## Set exercise
Extract the forum reply about configuring dataflow blocks in full, reproducing every line of it without any change.

## Extracted text
I'm sorry for answering my own question, but #TheGeneral brought me on the right track with his hint about bounded capacity.
I had to configure the processBlock to set bounded capacity to 1:
var processBlock = new TransformBlock<Bid, Bid>(
async d =>
{
Console.WriteLine("Processing: {0} ({1})", d.Id, d.Value);
await Task.Delay(1000);
return d;
},
new ExecutionDataflowBlockOptions
{
BoundedCapacity = 1
});
Then I replaced the updateWithMostRecentBlock with a custom block that has this implementation:
public class DiscardAndReplaceDuplicatesBlock<TValue, TKey> : IPropagatorBlock<TValue, TValue>
where TKey : IEquatable<TKey>
{
private readonly ITargetBlock<TValue> _target;
private readonly IReceivableSourceBlock<TValue> _source;
public DiscardAndReplaceDuplicatesBlock(Func<TValue, TKey> keyAccessor)

Records taken from a dataset:
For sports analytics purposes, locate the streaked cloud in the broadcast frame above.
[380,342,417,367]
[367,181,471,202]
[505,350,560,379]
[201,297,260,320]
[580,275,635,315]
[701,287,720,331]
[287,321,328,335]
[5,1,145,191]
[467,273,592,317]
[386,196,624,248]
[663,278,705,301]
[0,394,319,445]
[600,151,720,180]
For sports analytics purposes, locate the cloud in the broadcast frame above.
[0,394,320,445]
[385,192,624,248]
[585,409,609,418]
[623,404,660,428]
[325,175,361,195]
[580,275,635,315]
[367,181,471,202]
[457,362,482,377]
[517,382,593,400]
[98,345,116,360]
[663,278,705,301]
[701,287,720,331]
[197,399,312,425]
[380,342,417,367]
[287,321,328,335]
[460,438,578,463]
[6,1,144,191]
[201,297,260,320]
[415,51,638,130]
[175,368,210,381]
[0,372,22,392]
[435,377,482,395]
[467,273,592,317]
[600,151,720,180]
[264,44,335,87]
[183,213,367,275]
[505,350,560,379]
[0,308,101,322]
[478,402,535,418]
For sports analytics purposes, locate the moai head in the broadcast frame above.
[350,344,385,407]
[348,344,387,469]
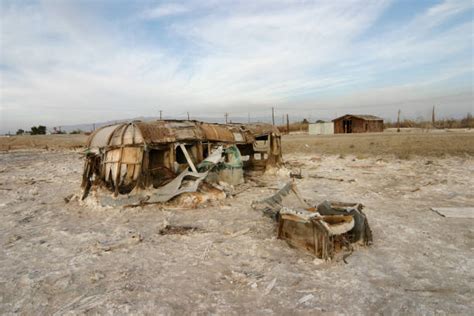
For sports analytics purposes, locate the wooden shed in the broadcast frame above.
[332,114,383,134]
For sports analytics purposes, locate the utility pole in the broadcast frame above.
[397,110,400,133]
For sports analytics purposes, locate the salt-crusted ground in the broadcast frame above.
[0,151,474,315]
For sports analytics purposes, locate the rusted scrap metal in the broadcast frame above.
[81,120,282,204]
[252,182,372,260]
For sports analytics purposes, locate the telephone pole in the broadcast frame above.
[397,110,400,133]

## Answer below
I'm sorry for answering my own question, but #TheGeneral brought me on the right track with his hint about bounded capacity.
I had to configure the processBlock to set bounded capacity to 1:
var processBlock = new TransformBlock<Bid, Bid>(
async d =>
{
Console.WriteLine("Processing: {0} ({1})", d.Id, d.Value);
await Task.Delay(1000);
return d;
},
new ExecutionDataflowBlockOptions
{
BoundedCapacity = 1
});
Then I replaced the updateWithMostRecentBlock with a custom block that has this implementation:
public class DiscardAndReplaceDuplicatesBlock<TValue, TKey> : IPropagatorBlock<TValue, TValue>
where TKey : IEquatable<TKey>
{
private readonly ITargetBlock<TValue> _target;
private readonly IReceivableSourceBlock<TValue> _source;
public DiscardAndReplaceDuplicatesBlock(Func<TValue, TKey> keyAccessor)